Please transcribe, character for character, the lines from the start through the line holding "52L152 52L142 60L168", inclusive, and leave the pictures out.

**Records to use:**
******

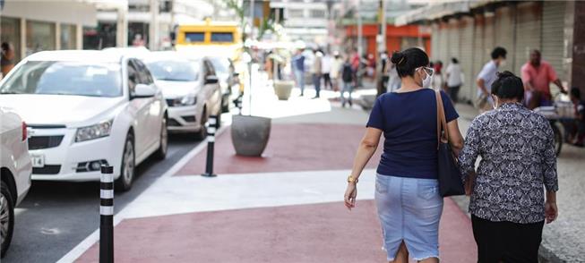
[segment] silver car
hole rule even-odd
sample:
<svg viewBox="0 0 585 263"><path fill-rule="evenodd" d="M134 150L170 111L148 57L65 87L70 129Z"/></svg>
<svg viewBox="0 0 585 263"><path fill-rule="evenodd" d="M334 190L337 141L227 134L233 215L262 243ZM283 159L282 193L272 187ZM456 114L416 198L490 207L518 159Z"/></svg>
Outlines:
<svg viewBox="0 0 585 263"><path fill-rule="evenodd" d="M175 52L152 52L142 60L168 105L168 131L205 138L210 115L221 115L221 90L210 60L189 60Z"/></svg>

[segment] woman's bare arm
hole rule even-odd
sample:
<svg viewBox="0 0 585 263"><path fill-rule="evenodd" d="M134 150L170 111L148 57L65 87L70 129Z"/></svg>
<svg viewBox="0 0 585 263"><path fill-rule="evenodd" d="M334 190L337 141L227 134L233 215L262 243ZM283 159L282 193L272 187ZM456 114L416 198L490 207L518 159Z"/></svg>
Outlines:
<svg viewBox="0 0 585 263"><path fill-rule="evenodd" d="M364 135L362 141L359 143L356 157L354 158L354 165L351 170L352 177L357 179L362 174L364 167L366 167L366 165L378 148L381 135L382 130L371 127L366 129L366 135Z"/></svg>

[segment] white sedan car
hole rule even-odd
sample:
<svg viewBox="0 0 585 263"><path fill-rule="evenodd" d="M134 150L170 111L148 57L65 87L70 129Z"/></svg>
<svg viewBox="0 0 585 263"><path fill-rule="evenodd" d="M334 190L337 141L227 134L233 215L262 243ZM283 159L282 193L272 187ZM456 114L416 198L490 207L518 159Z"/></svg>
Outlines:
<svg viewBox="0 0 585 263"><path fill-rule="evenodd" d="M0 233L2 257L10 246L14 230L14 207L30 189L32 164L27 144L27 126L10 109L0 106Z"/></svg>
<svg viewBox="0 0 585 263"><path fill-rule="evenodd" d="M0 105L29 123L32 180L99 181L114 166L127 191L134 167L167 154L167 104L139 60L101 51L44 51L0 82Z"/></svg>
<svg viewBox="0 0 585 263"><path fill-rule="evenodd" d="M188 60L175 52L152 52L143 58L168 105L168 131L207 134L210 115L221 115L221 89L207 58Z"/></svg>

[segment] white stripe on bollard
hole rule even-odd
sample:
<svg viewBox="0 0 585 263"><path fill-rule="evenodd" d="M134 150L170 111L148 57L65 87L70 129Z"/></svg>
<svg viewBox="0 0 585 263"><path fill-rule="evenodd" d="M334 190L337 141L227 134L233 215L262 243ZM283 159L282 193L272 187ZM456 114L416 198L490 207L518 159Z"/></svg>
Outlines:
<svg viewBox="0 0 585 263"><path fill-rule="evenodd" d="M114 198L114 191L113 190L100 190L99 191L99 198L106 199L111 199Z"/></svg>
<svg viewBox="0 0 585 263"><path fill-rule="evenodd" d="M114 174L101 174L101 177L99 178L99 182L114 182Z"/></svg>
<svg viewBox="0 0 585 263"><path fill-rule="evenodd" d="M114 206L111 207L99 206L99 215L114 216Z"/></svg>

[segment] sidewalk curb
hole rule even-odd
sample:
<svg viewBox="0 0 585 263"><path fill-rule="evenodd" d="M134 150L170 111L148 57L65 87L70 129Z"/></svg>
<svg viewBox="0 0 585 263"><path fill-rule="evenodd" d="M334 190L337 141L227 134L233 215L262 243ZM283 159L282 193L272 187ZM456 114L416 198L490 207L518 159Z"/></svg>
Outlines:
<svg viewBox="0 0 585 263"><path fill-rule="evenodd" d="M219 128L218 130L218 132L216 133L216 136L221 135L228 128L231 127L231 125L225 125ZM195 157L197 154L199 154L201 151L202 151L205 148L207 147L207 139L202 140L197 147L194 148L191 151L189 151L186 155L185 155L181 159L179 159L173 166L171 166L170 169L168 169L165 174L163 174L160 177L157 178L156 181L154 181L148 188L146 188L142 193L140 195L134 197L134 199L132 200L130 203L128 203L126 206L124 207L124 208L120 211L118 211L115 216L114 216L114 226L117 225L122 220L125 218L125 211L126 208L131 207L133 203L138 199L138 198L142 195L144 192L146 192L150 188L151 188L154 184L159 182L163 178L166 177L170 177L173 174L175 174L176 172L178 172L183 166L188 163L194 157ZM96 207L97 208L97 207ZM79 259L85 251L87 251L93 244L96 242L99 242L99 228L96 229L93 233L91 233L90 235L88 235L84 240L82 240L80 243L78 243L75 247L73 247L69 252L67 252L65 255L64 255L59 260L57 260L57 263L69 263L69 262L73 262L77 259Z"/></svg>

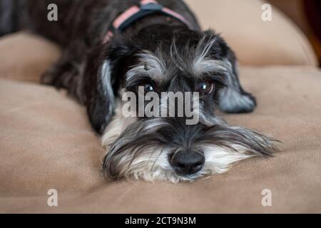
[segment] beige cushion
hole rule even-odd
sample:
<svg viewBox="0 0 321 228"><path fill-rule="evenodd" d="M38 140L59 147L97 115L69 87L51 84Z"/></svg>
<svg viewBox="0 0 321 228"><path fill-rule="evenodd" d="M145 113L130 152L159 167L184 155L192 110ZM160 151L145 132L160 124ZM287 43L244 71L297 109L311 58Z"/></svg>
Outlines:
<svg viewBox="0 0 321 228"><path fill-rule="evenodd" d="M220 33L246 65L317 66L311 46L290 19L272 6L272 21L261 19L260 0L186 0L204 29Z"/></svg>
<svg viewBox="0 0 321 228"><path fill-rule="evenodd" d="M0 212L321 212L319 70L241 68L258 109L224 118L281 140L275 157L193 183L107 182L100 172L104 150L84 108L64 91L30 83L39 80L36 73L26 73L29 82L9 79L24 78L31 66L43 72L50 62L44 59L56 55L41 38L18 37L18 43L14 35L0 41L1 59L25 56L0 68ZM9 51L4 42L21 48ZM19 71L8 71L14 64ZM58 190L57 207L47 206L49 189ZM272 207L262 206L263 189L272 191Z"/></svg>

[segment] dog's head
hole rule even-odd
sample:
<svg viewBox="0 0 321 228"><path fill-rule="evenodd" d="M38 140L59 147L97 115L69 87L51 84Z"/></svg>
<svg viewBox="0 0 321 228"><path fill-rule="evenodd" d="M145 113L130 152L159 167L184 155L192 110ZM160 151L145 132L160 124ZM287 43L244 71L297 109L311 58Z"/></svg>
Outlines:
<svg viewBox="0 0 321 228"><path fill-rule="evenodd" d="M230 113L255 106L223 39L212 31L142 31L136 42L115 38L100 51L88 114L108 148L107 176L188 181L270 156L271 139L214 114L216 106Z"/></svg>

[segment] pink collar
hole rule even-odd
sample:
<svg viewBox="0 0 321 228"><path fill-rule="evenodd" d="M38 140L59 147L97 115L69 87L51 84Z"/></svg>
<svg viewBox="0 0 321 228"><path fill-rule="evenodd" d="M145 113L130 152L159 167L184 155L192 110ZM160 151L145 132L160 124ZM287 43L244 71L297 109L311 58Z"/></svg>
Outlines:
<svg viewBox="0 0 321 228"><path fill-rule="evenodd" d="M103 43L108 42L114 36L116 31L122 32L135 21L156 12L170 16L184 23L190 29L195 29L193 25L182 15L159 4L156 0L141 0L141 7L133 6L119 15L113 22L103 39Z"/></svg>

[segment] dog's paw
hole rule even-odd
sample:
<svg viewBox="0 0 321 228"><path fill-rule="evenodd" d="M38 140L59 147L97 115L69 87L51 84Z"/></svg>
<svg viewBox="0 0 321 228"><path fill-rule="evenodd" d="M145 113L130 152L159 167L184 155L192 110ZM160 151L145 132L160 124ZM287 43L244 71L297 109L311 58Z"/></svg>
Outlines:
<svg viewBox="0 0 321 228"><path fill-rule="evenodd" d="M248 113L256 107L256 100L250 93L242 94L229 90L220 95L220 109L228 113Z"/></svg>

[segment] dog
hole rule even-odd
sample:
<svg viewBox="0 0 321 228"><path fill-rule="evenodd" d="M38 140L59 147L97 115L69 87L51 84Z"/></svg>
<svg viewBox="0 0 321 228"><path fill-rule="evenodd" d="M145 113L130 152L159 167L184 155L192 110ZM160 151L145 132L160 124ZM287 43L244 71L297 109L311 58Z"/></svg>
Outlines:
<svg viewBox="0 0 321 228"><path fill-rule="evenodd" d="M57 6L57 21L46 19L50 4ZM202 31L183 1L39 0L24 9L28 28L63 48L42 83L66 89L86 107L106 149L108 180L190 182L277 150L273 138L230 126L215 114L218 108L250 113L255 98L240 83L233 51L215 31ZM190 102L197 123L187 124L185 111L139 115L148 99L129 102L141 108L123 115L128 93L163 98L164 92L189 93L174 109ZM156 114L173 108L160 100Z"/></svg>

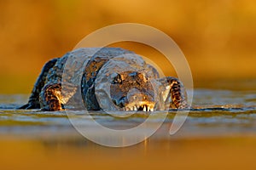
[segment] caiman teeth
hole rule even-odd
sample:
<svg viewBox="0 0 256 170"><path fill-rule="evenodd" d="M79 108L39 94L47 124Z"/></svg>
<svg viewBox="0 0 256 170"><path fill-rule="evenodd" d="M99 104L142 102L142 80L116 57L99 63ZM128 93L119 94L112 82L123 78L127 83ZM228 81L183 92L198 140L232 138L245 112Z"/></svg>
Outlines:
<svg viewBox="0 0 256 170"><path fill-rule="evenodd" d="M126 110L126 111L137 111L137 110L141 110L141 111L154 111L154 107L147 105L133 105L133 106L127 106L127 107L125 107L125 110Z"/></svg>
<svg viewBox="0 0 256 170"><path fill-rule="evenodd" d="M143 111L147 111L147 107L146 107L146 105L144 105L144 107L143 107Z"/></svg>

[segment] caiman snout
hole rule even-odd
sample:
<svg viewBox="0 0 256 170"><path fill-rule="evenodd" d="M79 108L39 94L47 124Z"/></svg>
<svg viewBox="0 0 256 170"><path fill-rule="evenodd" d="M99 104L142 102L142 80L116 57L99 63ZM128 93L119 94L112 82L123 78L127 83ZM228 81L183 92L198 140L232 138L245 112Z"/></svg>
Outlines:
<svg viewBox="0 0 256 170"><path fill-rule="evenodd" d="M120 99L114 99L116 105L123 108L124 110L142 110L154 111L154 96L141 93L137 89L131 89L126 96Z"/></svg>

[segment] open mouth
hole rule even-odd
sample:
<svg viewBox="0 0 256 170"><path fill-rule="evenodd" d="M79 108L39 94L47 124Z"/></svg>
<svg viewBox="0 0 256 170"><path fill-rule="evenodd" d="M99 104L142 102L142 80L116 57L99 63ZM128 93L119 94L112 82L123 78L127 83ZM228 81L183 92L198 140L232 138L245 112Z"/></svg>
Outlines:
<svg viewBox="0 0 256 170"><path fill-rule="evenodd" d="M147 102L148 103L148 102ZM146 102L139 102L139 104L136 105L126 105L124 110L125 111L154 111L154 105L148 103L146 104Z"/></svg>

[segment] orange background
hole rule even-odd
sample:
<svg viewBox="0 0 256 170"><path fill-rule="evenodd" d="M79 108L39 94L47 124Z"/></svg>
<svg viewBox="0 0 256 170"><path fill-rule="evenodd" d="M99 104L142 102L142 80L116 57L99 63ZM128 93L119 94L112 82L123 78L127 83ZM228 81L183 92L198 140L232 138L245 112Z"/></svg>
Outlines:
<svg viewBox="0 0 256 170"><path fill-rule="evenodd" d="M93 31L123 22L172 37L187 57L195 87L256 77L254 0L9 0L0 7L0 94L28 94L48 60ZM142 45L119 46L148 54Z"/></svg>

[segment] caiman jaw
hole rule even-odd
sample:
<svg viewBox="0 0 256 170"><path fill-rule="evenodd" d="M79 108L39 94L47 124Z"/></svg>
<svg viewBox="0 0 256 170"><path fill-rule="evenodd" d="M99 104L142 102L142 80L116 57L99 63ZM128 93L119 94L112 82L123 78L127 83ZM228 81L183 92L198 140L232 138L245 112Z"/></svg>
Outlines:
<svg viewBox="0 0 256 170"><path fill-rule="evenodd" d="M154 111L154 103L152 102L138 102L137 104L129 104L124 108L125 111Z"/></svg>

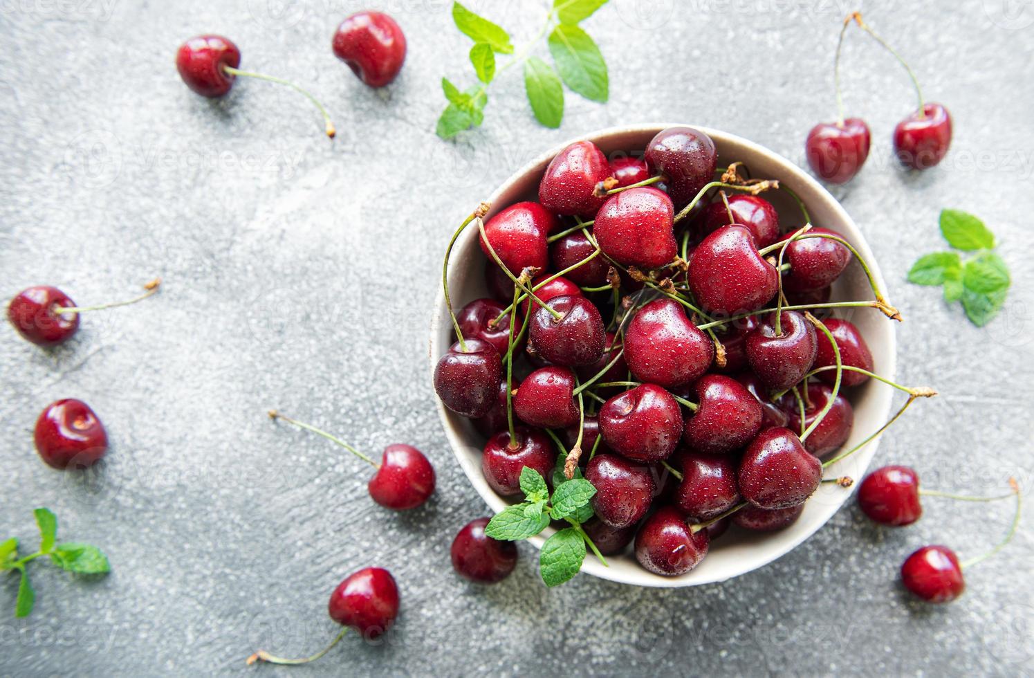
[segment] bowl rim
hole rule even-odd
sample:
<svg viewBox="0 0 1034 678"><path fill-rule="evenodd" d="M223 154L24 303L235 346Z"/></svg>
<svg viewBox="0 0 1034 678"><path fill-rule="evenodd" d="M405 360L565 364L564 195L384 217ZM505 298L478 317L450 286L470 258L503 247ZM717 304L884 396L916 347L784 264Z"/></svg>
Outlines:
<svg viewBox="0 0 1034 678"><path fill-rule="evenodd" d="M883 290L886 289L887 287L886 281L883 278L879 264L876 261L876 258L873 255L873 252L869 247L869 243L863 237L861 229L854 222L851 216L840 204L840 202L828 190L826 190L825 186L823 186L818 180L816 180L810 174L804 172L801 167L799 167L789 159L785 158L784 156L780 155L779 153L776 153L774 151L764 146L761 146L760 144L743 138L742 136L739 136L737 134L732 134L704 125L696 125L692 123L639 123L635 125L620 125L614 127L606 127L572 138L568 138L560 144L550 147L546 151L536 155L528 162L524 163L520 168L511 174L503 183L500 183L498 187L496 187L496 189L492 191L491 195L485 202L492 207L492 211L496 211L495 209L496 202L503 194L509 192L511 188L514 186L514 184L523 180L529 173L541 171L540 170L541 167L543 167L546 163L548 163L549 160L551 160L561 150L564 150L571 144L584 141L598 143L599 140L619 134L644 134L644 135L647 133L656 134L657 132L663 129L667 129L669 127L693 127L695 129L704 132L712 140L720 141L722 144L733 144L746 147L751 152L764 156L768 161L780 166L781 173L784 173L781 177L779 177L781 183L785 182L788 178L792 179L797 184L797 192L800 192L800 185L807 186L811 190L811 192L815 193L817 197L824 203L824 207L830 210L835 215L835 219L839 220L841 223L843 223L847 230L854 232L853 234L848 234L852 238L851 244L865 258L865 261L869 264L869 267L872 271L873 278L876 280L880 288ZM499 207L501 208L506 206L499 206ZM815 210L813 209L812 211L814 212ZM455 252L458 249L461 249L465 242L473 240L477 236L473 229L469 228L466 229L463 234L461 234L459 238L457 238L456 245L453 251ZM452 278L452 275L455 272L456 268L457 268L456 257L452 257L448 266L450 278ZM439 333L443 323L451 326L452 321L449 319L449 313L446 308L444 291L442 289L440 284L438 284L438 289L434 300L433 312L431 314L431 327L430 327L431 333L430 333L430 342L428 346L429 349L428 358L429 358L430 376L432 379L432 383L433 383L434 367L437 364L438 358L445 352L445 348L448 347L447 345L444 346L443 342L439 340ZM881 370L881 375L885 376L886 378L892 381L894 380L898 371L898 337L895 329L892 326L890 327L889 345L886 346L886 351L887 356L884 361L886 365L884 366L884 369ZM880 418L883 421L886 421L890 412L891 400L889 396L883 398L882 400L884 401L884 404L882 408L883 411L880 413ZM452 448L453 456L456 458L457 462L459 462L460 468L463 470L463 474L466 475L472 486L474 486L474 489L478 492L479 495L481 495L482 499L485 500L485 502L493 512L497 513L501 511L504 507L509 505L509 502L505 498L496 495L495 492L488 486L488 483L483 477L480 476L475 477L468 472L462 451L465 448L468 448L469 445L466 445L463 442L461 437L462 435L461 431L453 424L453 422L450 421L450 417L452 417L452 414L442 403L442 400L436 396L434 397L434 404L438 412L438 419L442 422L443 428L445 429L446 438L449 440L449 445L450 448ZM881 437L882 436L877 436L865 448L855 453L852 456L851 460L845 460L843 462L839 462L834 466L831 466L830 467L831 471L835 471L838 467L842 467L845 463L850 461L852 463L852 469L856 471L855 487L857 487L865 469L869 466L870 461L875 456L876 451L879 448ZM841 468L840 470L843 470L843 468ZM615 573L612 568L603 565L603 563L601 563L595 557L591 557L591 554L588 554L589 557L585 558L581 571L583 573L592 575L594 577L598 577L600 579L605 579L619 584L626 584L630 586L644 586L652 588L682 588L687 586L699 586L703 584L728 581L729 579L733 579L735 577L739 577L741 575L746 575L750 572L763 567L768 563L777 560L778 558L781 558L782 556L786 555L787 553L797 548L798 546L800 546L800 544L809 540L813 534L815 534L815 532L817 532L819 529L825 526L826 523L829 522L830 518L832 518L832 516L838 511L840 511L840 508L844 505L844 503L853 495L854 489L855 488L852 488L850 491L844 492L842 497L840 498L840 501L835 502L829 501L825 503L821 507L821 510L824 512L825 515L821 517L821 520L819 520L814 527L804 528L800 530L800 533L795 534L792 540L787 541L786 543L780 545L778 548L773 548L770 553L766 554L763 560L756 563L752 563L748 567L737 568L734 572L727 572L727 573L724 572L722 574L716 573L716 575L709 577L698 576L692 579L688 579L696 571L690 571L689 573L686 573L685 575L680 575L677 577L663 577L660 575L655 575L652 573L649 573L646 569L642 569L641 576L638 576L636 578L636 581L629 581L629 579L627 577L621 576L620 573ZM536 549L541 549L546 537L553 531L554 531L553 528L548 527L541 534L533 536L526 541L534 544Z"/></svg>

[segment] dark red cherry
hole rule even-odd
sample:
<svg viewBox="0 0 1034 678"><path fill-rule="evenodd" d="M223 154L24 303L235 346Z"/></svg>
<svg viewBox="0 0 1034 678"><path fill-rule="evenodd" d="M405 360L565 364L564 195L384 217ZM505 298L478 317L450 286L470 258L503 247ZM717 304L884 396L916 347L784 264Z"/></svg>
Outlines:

******

**Full output:**
[segment] silver car
hole rule even-odd
sample:
<svg viewBox="0 0 585 263"><path fill-rule="evenodd" d="M134 150L170 111L148 57L65 87L70 129Z"/></svg>
<svg viewBox="0 0 585 263"><path fill-rule="evenodd" d="M334 190L337 141L227 134L233 215L262 243ZM283 159L282 193L272 187ZM456 114L416 198L490 207L518 159Z"/></svg>
Outlines:
<svg viewBox="0 0 585 263"><path fill-rule="evenodd" d="M175 52L152 52L142 60L168 105L168 131L205 138L210 115L221 115L221 90L210 60L189 60Z"/></svg>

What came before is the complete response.